Please rewrite the rows from the start up to and including the line with "point(150, 657)", keeping all other text unchanged. Rescale every x and y coordinate in the answer points by 0.95, rounding each to a whole number with halves rounded up.

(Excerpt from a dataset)
---+---

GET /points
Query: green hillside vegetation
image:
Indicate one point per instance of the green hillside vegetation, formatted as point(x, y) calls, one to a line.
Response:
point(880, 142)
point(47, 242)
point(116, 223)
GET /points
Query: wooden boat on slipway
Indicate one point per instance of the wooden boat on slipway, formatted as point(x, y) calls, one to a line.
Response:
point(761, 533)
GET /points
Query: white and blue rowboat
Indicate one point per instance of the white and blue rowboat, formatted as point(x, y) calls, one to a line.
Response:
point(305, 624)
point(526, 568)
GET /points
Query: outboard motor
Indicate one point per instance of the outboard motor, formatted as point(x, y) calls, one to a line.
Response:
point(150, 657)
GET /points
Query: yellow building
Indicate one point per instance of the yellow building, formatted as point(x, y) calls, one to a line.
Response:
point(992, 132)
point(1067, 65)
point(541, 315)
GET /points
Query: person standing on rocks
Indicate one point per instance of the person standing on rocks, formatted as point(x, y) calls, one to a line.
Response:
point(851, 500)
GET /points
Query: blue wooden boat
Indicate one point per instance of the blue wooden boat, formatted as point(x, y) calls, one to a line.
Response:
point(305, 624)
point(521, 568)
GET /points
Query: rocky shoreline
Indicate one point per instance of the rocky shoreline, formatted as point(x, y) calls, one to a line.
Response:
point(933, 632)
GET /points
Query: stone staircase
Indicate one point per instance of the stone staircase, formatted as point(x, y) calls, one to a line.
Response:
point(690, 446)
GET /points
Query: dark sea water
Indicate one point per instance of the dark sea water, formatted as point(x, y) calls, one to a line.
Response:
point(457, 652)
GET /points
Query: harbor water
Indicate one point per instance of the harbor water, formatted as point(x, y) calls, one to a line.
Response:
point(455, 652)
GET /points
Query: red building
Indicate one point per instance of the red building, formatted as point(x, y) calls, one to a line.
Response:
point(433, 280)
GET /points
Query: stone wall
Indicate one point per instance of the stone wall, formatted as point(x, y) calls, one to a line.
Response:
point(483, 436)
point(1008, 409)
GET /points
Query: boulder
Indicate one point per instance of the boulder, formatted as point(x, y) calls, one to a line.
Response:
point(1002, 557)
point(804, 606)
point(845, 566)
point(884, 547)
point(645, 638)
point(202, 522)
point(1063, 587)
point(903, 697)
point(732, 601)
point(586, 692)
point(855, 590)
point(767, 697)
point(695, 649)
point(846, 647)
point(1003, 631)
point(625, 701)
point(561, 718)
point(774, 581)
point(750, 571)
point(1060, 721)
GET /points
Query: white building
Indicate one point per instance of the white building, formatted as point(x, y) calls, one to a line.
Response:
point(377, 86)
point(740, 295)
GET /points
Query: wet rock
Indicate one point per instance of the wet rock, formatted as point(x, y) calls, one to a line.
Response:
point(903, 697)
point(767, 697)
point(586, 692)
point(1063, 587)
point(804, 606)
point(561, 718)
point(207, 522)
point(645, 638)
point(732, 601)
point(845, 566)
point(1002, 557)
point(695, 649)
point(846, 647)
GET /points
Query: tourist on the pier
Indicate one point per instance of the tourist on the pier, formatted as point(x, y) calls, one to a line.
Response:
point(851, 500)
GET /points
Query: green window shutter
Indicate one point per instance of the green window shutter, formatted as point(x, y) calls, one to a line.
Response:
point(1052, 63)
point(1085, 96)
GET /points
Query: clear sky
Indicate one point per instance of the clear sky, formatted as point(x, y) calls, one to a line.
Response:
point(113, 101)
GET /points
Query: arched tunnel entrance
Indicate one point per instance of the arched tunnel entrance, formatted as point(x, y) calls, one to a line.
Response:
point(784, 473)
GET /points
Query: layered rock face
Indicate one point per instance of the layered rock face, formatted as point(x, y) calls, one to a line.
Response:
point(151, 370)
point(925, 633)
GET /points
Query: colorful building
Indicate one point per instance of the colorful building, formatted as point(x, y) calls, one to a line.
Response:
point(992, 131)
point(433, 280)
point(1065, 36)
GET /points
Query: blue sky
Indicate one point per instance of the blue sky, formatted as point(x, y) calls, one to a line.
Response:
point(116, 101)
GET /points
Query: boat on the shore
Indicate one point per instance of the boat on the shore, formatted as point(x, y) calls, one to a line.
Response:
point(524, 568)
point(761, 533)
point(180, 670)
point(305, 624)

---+---

▶ Answer in full
GET /points
Query: green hillside vegetation
image:
Indicate one point per instance of the green hillside vegetation, formatted as point(x, y) calls, one to a line.
Response:
point(836, 135)
point(45, 230)
point(110, 212)
GET /points
Query: wooden boat on slipway
Indicate one point per instance of the wooden boat on slipway, formatted as point(x, y) calls, one to a line.
Response:
point(723, 506)
GET /points
Query: white and blue rowboat
Indicate one point per instance of the white and blue rowboat, formatted as point(x, y) calls, one to a line.
Response:
point(290, 593)
point(500, 540)
GET /points
Query: outboard motor
Indicate one point per instance of the outboard motor, formatted as point(x, y) calls, one to a line.
Response:
point(143, 624)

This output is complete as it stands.